_Passage shown_:
Over the past year I have been fortunate to be part of the lead authors team of the Global Gender Environment Outlook (GGEO) of which an abridged version was prepared for and launched during UNEA-2. The full version of the GGEO will be released soon, probably in mid-July.
This GGEO was a massive effort engaging more than 50 experts and is the first comprehensive and global assessment of the connection between gender and environment. It points out that gendered environmental analysis is not just a matter of “add women and stir”. In fact, it is not primarily about “adding women” at all. The goal is to bring a gender lens to environmental assessment, which makes both men and women visible as actors and demonstrates how femininity, masculinity and environmental change affect each other.
The report shows quite clearly that every aspect of the environment is “gendered”. Policies must therefore be gender-responsive or else they will be incomplete and unsustainable. With respect to the Sustainable Development Goals, I’m quite confident saying that it isn’t sustainable development if it isn’t just, inclusive and equitable.
The report provides sufficient proof of this statement and shows that the importance of applying a gender lens is gaining recognition (for example, in the work of the Convention on Biological Diversity and the United Nations Framework Convention on Climate Change). But while all the UNEA-2 side events on gender and environment were extremely well attended (the room during the High-level Gender and Environment Forum was bursting at its seems, although mainly attended by women) gender hardly appears in the final resolutions. Drafting groups, negotiators and government representatives are still mainly male, and other side-events were hardly attended by women.

_Data records_:

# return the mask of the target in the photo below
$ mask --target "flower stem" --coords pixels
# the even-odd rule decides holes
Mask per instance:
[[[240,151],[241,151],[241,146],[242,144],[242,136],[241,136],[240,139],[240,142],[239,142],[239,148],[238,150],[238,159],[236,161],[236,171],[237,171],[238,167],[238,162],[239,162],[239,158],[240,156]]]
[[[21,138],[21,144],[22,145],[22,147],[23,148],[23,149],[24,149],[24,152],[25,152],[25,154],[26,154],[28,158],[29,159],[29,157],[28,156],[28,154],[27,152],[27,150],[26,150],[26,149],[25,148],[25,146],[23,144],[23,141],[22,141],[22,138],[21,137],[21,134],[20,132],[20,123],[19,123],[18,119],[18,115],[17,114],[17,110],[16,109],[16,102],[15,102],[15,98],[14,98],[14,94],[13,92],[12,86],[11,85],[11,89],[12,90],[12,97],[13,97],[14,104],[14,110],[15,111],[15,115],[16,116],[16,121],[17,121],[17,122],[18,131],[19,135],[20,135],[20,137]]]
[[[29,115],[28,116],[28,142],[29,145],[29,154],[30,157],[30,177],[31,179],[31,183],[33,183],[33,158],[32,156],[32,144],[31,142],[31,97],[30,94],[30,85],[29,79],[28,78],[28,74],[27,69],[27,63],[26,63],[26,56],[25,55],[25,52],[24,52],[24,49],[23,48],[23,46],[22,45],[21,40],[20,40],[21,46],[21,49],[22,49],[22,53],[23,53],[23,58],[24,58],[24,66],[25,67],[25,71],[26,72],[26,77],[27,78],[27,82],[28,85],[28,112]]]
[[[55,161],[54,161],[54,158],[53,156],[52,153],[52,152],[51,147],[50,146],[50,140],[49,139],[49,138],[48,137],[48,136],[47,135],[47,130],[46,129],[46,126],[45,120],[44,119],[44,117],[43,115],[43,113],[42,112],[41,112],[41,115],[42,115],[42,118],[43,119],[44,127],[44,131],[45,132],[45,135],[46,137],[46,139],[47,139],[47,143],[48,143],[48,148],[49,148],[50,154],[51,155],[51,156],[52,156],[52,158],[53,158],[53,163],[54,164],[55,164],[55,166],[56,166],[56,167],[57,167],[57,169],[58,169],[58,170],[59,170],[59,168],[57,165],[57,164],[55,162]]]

_Problem to solve_:
Please answer these questions from the GGEO passage:
(a) How many experts did the GGEO effort engage?
(b) When is the full version of the GGEO expected to be released?
(c) Which two bodies are named as examples of work where a gender lens is gaining recognition?
Draw only on the GGEO passage, not on the data.

_Answer below_:
(a) More than 50 experts.
(b) Soon, probably in mid-July.
(c) The Convention on Biological Diversity and the United Nations Framework Convention on Climate Change.